- **WHAT IS BEING ASKED**
Could you reproduce the listing below word for word, leaving out the picture?

- **DATA LISTING**
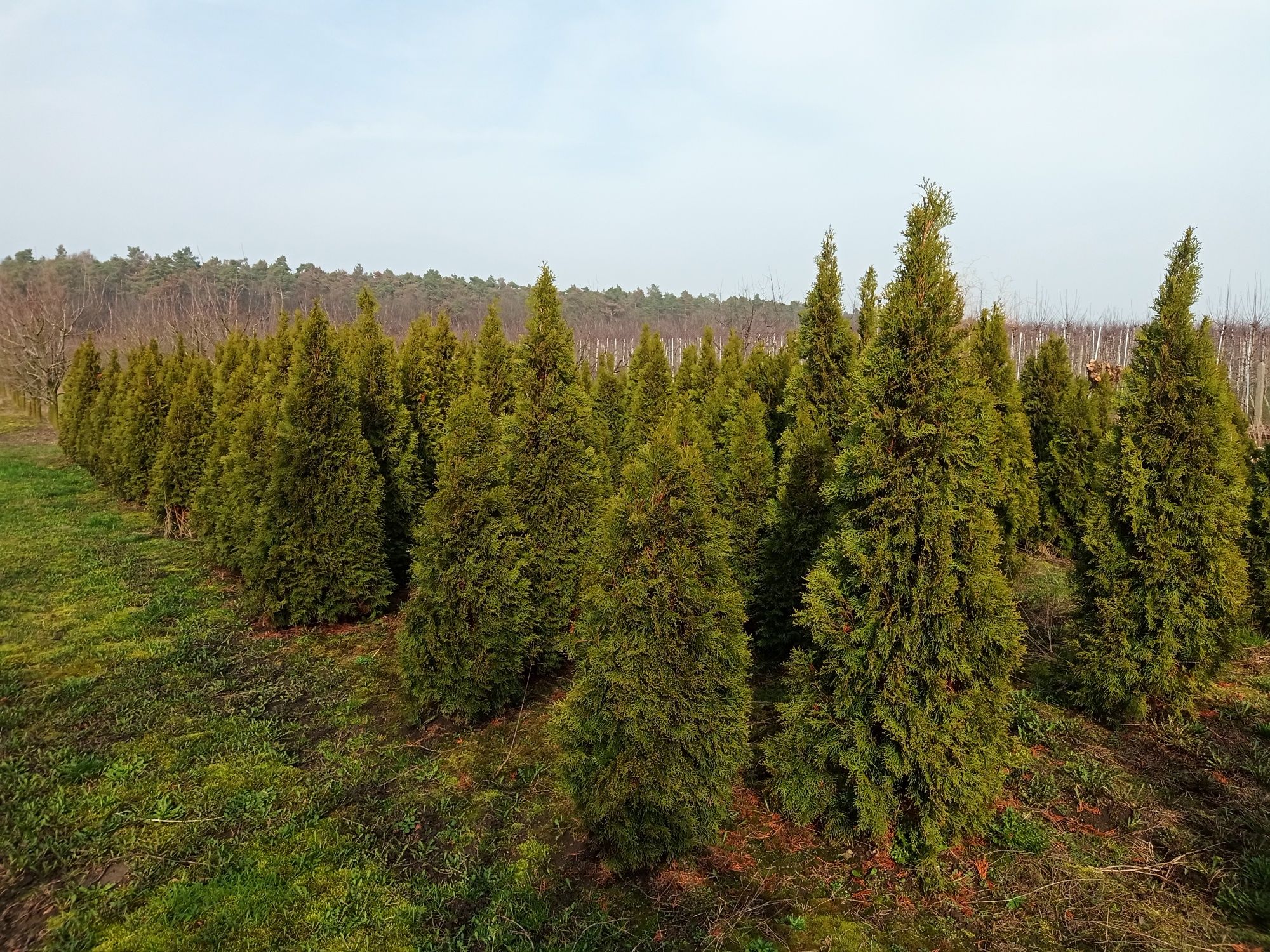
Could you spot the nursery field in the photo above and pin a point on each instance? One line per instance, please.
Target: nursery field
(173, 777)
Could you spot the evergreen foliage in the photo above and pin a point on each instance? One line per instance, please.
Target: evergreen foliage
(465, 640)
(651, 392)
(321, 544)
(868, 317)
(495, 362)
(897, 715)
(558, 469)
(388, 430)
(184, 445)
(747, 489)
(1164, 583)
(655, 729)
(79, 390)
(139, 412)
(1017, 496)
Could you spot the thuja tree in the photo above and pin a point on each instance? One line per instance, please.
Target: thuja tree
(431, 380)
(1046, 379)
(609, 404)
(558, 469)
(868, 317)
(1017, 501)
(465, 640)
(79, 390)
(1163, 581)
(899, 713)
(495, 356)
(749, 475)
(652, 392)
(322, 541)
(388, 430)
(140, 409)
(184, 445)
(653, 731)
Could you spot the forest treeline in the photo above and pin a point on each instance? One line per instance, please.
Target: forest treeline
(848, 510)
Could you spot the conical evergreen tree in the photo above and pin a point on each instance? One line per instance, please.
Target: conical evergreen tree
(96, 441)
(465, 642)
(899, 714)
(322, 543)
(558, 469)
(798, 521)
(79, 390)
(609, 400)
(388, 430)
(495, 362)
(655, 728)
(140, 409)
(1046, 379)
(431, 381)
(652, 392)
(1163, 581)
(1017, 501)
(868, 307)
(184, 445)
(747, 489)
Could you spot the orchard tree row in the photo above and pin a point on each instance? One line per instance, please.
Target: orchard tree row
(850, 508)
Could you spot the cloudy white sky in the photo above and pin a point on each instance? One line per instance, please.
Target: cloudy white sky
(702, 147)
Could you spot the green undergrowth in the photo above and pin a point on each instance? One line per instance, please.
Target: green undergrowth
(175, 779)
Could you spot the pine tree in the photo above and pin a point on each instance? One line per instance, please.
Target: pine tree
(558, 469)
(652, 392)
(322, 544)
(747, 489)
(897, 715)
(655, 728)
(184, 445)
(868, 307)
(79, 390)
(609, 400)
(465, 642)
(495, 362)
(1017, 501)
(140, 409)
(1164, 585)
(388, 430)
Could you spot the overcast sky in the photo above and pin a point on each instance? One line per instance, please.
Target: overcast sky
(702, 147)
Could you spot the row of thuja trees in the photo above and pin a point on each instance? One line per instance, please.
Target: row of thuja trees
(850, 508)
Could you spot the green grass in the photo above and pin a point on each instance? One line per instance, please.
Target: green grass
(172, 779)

- **TASK ANSWER**
Could you spot the nursery field in the photo above and pin a point on each instance? One line per instance, please.
Target: nursery field
(173, 777)
Could you spot the evergreen foliage in the photo above and pin a point on each instance? One line per instance, please.
Target: evergreen foliage
(465, 640)
(651, 392)
(321, 544)
(868, 317)
(495, 362)
(897, 715)
(558, 469)
(388, 430)
(184, 445)
(747, 489)
(1164, 583)
(655, 729)
(79, 390)
(139, 412)
(1017, 496)
Could you spot the thuja tree in the photo above and pin a point on each instance? One line per instance, please.
Target: thuja tree
(431, 380)
(1046, 379)
(609, 404)
(558, 469)
(868, 317)
(1017, 501)
(465, 640)
(79, 390)
(1163, 581)
(899, 713)
(495, 356)
(749, 475)
(652, 392)
(322, 541)
(388, 430)
(140, 409)
(184, 445)
(653, 731)
Could you spot the forest treeline in the photo above and pin a point on each instance? One line per instance, please.
Target: forest treeline
(848, 510)
Could you spot the conical evergreen tree in the photo above and pin a point on each instance? One line per instance, please.
Target: conical evergreen tree
(96, 441)
(465, 642)
(899, 714)
(322, 543)
(558, 469)
(798, 521)
(79, 390)
(609, 400)
(388, 430)
(495, 362)
(655, 728)
(140, 409)
(1046, 379)
(431, 381)
(652, 392)
(1163, 581)
(1017, 501)
(868, 307)
(184, 445)
(747, 489)
Could you spot the orchard tree row in the photo above and pin a point on each instance? One line per instance, please.
Target: orchard tree row
(850, 508)
Could you spot the cloudy white sky in the photo above and pin a point on each instance? One line per instance, please.
Target: cloudy white sky
(702, 147)
Could you spot the green undergrowth in the photo above and pin a point on each instance? One line per instance, please.
Target: green undergrowth
(175, 779)
Could you spot the pine tree in the photo above and pin a point on each instance? One line per instance, please.
Target: pine tree
(558, 469)
(652, 392)
(322, 544)
(747, 489)
(897, 715)
(655, 728)
(184, 445)
(868, 307)
(79, 390)
(609, 400)
(465, 642)
(495, 362)
(1017, 501)
(140, 409)
(1164, 585)
(388, 430)
Could you spot the overcast sky in the photo above and pin a point on each instance? One line per instance, please.
Target: overcast sky
(702, 147)
Could you spot the row of thuja trees in the photo above and pin a point on each instance? One line per instance, please.
Target: row of thuja trees
(850, 508)
Could you spot the green grass in the photo above and pin a point on each instance? One line per instance, please.
Target: green grass
(172, 779)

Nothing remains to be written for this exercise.